== WHAT THE TASK REQUIRES ==
Each entry below should be reproduced character for character.

== DATASET RECORDS ==
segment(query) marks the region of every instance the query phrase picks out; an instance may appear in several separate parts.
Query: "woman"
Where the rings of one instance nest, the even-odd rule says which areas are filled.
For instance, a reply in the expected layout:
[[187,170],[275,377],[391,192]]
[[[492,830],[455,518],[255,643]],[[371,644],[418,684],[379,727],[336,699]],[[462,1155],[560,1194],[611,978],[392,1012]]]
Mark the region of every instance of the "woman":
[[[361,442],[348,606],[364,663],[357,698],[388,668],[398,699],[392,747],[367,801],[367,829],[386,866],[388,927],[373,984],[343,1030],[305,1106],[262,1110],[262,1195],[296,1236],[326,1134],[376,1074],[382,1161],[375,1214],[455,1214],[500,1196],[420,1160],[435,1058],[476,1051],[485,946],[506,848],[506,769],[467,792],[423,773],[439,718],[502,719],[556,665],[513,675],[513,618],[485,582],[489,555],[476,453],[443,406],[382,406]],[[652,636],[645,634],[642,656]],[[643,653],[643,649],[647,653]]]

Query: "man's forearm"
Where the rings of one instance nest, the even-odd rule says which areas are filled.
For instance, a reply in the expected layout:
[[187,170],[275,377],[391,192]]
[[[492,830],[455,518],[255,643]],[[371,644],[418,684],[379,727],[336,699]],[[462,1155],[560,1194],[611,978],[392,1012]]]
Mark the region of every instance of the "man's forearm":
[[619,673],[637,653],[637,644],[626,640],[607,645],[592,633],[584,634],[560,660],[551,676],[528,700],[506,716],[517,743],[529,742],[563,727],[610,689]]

== WRITTEN REPLY ==
segment(query) marks the region of every instance the query phrase picks out; an instance may appear in several separate parts.
Query: "woman"
Where the rings of one instance nest, the even-odd rule says which areas are filled.
For instance, a reply in the expected layout:
[[187,170],[275,377],[391,192]]
[[[492,830],[455,518],[255,643]],[[371,644],[418,684],[379,727],[336,699]],[[462,1155],[560,1194],[611,978],[392,1012]]]
Mark the region of every instance of the "woman":
[[[361,442],[348,606],[364,663],[357,698],[388,668],[398,699],[392,747],[367,801],[367,829],[386,866],[388,927],[373,984],[343,1030],[305,1106],[262,1110],[262,1195],[296,1236],[326,1134],[376,1074],[382,1161],[375,1214],[455,1214],[500,1196],[420,1160],[435,1058],[476,1051],[485,946],[506,848],[506,769],[467,792],[423,773],[439,718],[502,719],[556,665],[513,675],[513,618],[485,582],[489,555],[476,453],[443,406],[382,406]],[[652,636],[645,634],[642,656]],[[643,653],[643,649],[647,653]]]

Query: "man's forearm"
Where the rings of one instance nest, the even-odd rule says which areas are filled.
For instance, a reply in the expected layout:
[[187,170],[275,377],[391,192]]
[[[492,830],[455,518],[255,643]],[[371,644],[418,684],[379,727],[336,699]],[[462,1155],[560,1194],[611,978],[392,1012]]]
Mark the region of every instance of the "man's forearm":
[[619,673],[637,653],[637,644],[626,640],[607,645],[592,633],[584,634],[560,660],[551,676],[528,700],[506,716],[517,743],[529,742],[563,727],[610,689]]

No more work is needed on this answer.